▸ Passage provided:
════════════════

Setting the course for the new ministerial actor, the first task was to specify the SSI’s general

competence for migrant integration by identifying its radius of operation as well as its target

groups. Soon after its inauguration, the new State Secretary Sebastian Kurz outlined its

mandate the following way:

Integration is not immigration policy, you have to separate the topics of integration,

asylum and immigration. My topic, the topic of integration, is about a positive

coexistence of the majority population with the approximately 1.5 million people in

Austria that have a migrant background. Thus, I’m responsible as soon as somebody

legally resides in Austria and intends to stay here in the medium or long run. (Sebastian

Kurz in Der Standard, 24.05.2011).

════════════════

▸ Stored data entries:

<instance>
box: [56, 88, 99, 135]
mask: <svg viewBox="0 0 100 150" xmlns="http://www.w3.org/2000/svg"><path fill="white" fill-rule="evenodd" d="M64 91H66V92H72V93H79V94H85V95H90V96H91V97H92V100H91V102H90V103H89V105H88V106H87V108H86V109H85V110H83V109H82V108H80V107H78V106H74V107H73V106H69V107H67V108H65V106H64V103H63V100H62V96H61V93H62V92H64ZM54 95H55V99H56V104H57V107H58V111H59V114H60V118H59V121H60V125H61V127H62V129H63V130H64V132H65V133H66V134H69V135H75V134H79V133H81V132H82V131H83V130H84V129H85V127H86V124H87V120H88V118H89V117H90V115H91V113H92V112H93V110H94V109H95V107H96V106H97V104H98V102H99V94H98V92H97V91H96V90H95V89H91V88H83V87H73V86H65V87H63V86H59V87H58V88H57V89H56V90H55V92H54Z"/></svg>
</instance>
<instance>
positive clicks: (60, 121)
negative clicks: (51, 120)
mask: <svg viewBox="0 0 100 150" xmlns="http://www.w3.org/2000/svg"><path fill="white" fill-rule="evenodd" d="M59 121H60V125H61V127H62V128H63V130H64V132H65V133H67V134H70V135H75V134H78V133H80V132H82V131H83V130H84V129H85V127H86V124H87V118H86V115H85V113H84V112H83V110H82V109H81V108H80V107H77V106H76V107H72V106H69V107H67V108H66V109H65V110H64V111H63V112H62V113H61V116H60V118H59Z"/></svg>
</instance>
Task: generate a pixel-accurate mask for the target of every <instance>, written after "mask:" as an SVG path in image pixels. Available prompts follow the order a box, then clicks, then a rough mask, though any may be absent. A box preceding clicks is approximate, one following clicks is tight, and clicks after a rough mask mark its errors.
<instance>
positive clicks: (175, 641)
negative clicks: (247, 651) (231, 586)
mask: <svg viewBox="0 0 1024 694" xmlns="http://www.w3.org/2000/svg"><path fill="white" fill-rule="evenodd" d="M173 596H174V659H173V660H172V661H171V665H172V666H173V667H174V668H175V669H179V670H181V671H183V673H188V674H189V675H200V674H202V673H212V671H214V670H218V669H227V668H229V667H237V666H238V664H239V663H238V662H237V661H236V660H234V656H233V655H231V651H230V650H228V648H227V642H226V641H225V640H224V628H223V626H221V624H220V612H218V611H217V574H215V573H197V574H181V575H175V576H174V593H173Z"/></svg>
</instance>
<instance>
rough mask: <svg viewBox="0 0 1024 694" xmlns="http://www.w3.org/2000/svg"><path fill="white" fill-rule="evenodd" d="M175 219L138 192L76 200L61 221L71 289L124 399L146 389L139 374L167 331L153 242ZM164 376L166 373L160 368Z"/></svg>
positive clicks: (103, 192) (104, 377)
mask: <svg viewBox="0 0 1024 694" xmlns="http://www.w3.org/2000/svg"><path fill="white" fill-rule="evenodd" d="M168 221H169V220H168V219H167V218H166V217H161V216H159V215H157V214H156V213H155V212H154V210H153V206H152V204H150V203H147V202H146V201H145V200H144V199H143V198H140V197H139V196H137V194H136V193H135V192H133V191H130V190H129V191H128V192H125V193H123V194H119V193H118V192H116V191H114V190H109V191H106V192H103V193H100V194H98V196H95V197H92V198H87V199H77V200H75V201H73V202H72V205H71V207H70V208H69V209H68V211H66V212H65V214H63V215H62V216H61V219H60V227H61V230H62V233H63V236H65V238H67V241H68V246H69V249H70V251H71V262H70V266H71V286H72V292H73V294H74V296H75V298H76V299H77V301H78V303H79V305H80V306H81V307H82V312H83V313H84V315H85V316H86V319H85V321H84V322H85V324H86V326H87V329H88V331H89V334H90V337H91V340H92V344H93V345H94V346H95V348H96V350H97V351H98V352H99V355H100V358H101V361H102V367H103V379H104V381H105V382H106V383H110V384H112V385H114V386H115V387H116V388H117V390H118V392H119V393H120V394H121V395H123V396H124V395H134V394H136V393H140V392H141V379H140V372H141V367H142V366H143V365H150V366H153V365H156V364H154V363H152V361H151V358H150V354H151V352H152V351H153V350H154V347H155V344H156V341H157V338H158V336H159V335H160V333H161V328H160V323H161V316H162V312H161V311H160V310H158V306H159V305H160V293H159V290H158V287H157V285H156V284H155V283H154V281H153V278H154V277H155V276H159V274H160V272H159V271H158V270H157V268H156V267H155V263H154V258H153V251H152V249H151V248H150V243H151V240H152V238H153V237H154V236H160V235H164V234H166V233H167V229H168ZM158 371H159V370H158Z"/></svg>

════════════════

▸ Tasks and exercises:
(a) In the passage on Austria's integration mandate, about how many people in Austria have a migrant background?
(b) Identify every line of the records that contains the word "clicks".

▸ Expected responses:
(a) Approximately 1.5 million people.

(b)
positive clicks: (60, 121)
negative clicks: (51, 120)
Task: generate a pixel-accurate mask for the target of every <instance>, written after "mask:" as an SVG path in image pixels. Available prompts follow the order a box, then clicks, then a rough mask, though any may be absent. A box preceding clicks is approximate, one following clicks is tight, and clicks after a rough mask mark its errors.
positive clicks: (175, 641)
negative clicks: (247, 651) (231, 586)
positive clicks: (103, 192) (104, 377)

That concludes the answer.